Below are some records: retype them all exactly, but not the pictures.

- **Excerpts of location labeling data**:

## begin

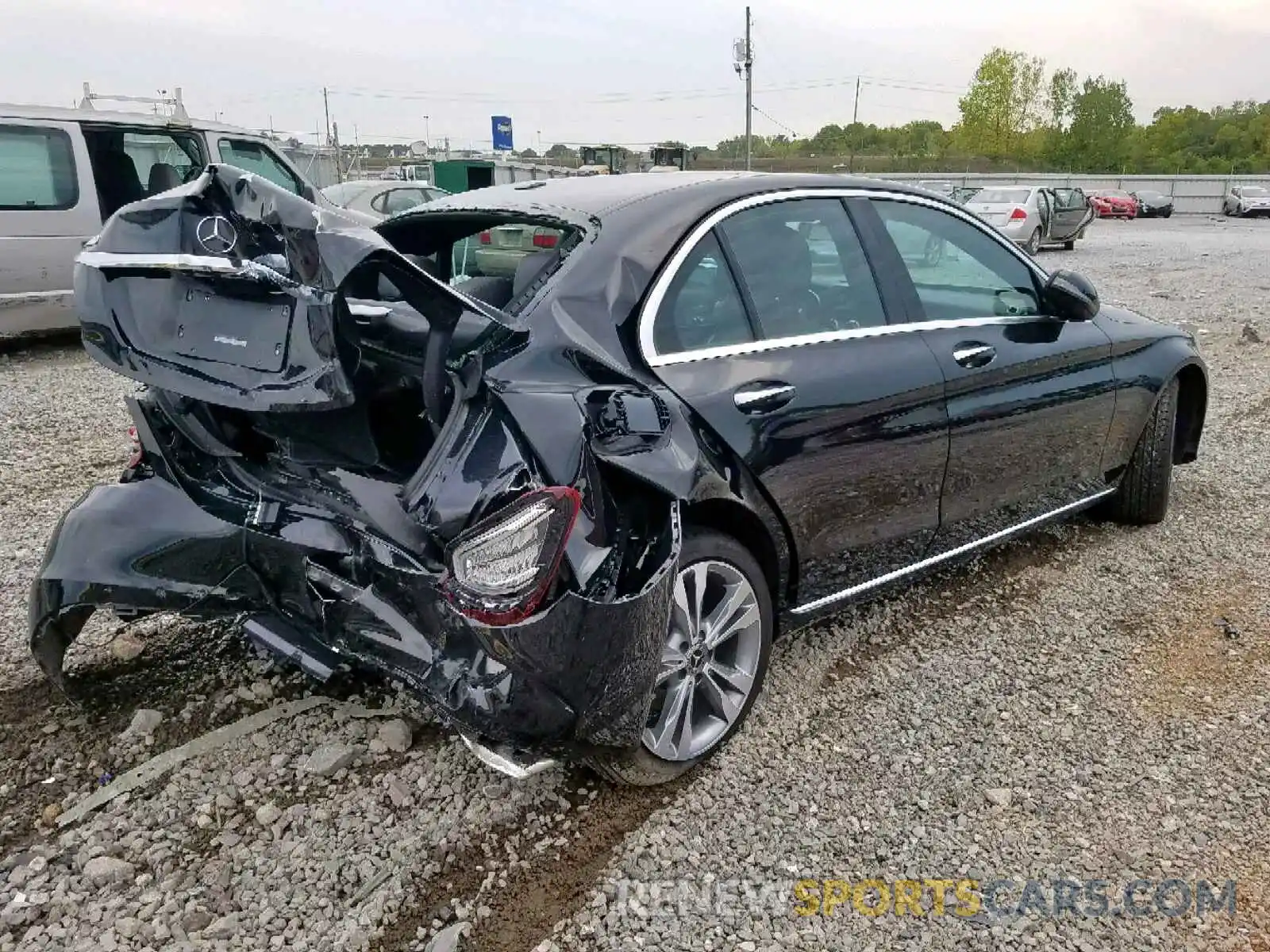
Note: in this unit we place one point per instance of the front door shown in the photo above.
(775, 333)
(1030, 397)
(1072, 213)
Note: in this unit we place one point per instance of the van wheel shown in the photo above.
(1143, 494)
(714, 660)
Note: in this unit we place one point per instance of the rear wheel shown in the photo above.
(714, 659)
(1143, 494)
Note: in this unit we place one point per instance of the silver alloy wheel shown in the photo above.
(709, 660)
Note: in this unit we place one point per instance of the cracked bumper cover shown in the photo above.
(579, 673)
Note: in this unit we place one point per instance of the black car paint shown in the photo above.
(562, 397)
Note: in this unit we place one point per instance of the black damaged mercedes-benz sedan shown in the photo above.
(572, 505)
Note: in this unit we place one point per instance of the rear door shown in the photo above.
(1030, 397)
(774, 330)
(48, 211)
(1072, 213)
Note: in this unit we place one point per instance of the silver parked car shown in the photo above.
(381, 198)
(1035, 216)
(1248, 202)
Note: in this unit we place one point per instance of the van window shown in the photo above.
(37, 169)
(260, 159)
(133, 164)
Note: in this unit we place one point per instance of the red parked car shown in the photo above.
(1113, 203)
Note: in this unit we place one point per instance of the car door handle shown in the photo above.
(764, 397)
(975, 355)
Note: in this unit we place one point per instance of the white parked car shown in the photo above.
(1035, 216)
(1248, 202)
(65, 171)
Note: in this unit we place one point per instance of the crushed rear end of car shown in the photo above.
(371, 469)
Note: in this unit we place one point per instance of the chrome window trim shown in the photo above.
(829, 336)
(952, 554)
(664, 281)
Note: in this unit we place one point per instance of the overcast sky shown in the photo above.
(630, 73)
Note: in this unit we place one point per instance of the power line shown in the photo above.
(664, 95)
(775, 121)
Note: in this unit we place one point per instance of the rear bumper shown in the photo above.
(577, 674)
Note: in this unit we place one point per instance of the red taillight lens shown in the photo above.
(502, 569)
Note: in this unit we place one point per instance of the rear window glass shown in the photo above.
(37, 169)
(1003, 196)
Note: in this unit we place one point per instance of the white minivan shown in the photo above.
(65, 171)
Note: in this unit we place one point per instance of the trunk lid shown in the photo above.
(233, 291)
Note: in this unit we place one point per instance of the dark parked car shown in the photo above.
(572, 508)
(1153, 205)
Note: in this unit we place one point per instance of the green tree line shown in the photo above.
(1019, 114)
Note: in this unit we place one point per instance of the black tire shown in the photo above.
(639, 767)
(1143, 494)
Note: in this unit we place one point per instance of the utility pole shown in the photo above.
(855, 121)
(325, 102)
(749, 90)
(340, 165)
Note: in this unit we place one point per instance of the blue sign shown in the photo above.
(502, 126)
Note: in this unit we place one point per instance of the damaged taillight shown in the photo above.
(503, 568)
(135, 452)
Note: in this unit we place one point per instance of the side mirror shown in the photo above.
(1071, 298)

## end

- **Result**:
Note: in this unit we place one point per instance of the front door shown in the photo above.
(775, 333)
(1030, 397)
(1072, 213)
Note: in this unit we place one point per instance of the van wheel shown in the photo above.
(1143, 494)
(714, 660)
Note: in this unit we place one point per instance of the rear wheel shown in the photo above.
(714, 659)
(1143, 494)
Note: in this unit we place one point per instance of the silver alloy wheel shown in the photo above.
(709, 660)
Note: in this unit we place one point per instance of the cracked bumper cover shown in the photo above.
(579, 673)
Note: in this unit we place one point per instance of the black car paint shown in the photo above.
(562, 397)
Note: in this unit we place one point per instance of the black damaged mercedes-benz sedan shown in the photo above.
(572, 505)
Note: in this unit we place one point per instance of the rear door shown in the photo above.
(1030, 397)
(774, 330)
(48, 211)
(1072, 213)
Note: in this unit we place one point per instance of the silver parked car shown in the photo above.
(381, 198)
(1035, 216)
(1248, 202)
Note: in this unit we place one point per instance of the van window shown in the photo above.
(37, 169)
(260, 159)
(133, 164)
Note: in this unit we place one point per instance of the red parked car shown in the photo above.
(1113, 203)
Note: in this unit we place one point per instance of the car door handle shown in the photo above.
(764, 397)
(975, 355)
Note: in this unit we place one point per instance of the white parked car shown in the photo above.
(1035, 216)
(1248, 202)
(65, 171)
Note: in this unit we place one point per instance of the crushed rear end of car shown in the photo above.
(371, 469)
Note: in this unit we place one point per instance of the chrome window trim shown in the photo above.
(829, 336)
(952, 554)
(664, 281)
Note: in this unit we place one point per instance of the overcast sky shown in the photo above.
(630, 73)
Note: in this unit we place one point per instance of the power line shown in the photo above.
(664, 95)
(775, 121)
Note: in this unit we place one point per instance of the rear bumper shown in the photo above.
(577, 674)
Note: in this unit we place one point per instance of the red taillight lens shown in the photo above.
(502, 569)
Note: in this unit we place one point per instance of the rear window glass shown in the photo above.
(37, 169)
(1003, 196)
Note: in this unit we place one point per instance of the white minivan shown in the photo above.
(65, 171)
Note: in this unit we place one point per instance of the trunk lid shown in the photo above.
(233, 291)
Note: in this unit we place one point per instance of the dark parked car shown in the photo above.
(572, 508)
(1153, 205)
Note: in this unit we place one point per instance of the green tree line shown in the photo above.
(1019, 114)
Note: in this unit we place one point per instance of the black tire shown in the photo above.
(639, 767)
(1143, 494)
Note: in this unit we place one point per instance of the utility pole shown in the photo above.
(855, 121)
(325, 102)
(749, 90)
(340, 165)
Note: in this unit we place one point per instance of the blue sign shown in the photo above.
(502, 126)
Note: in this unit we place one point per instance of the damaged taillight shown in the photo above.
(503, 568)
(135, 452)
Note: in this unit we place one point per instance of the side mirror shown in the photo above.
(1071, 298)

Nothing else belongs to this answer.